QUOTED PASSAGE –
++++

- Developer: Dancing Dragon Games
- Publisher: indie.io
- Designer: Phil Hamilton
- Engine: RPG Maker
- Platform: Windows
- Release: WW: June 10, 2022;
- Genre: Tactical role-playing
- Mode: Single-player

= Symphony of War: The Nephilim Saga =

Symphony of War: The Nephilim Saga is a 2022 tactical role playing video game developed by Dancing Dragon Games and published by indie.io.

== Gameplay ==
Symphony of War: The Nephilim Saga is a tactical role-playing game. Players control squads of up to nine units, which engage in battle automatically, similar to auto battlers. Depending on the quest, they can field up to 20 squads on the overworld map, each led by a squad commander. Progressing through quests allows players to gain special abilities that may make combat easier. Characters can form bonds with each other, including romances.

++++

THE TASKS –
1) Answer these questions from the Symphony of War article:
(a) Which engine was the game built on?
(b) Up to how many units can a single squad hold?
(c) Who leads each squad on the overworld map?
2) What are all the field labels in the list at the top of the Symphony of War article?
3) Could you rewrite the Symphony of War article from "- Developer: Dancing" up to and including "published by indie.io.", with "Windows" changed to "Linux"?
The records have no connection to the Symphony of War article.

DATA EXCERPTS –
++++

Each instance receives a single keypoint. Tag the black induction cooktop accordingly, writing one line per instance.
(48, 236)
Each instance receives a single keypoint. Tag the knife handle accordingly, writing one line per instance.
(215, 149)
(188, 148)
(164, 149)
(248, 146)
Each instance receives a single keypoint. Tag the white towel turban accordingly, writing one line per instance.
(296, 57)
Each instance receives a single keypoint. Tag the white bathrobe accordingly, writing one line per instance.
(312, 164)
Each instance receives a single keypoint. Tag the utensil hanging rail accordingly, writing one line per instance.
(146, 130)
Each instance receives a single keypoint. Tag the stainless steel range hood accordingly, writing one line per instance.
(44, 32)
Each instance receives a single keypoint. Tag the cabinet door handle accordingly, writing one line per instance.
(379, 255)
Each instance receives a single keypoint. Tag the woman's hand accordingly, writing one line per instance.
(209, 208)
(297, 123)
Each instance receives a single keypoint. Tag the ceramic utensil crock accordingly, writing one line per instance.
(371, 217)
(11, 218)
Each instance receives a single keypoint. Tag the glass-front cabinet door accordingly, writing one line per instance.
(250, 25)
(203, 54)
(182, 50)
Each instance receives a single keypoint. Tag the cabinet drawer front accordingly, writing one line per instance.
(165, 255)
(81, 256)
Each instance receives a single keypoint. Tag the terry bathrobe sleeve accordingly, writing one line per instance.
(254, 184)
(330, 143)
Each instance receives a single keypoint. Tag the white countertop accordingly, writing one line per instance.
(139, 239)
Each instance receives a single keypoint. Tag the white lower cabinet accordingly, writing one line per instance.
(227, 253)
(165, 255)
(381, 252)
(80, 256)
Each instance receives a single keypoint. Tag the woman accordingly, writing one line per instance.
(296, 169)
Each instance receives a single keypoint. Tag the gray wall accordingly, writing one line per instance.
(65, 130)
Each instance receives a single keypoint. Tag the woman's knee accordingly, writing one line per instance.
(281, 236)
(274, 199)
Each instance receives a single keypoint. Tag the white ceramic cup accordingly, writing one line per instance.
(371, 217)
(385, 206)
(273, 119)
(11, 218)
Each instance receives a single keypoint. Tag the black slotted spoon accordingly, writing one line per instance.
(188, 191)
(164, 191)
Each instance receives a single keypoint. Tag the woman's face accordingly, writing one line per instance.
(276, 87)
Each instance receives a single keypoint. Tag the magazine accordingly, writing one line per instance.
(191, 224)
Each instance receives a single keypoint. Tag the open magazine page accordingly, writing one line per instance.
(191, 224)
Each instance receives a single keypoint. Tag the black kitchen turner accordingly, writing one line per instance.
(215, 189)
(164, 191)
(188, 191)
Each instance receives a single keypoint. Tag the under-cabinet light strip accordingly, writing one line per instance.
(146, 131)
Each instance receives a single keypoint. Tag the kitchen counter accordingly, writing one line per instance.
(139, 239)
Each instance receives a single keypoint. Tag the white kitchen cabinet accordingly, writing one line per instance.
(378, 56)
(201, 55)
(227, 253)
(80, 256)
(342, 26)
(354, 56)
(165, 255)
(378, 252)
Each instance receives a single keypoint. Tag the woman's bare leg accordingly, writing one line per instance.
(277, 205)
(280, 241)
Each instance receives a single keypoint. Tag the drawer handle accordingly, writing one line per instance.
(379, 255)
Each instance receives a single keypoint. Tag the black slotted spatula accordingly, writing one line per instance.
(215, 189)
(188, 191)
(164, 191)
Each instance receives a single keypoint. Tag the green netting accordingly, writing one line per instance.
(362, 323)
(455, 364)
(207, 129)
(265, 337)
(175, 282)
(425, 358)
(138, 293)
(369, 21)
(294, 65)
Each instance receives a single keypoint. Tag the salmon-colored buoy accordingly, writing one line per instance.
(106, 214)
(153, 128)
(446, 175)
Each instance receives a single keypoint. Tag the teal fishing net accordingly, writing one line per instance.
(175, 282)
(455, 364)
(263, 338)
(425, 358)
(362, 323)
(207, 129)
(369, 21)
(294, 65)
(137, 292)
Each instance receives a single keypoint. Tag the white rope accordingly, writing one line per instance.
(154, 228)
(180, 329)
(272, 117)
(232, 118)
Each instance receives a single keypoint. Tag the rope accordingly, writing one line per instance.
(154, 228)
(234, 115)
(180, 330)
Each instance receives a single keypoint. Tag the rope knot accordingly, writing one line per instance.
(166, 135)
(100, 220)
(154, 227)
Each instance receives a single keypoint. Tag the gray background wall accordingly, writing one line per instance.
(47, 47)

++++

RESULTS OF THE EXERCISE –
1)
(a) RPG Maker
(b) Nine
(c) A squad commander

2) Developer, Publisher, Designer, Engine, Platform, Release, Genre, Mode

3)
- Developer: Dancing Dragon Games
- Publisher: indie.io
- Designer: Phil Hamilton
- Engine: RPG Maker
- Platform: Linux
- Release: WW: June 10, 2022;
- Genre: Tactical role-playing
- Mode: Single-player

= Symphony of War: The Nephilim Saga =

Symphony of War: The Nephilim Saga is a 2022 tactical role playing video game developed by Dancing Dragon Games and published by indie.io.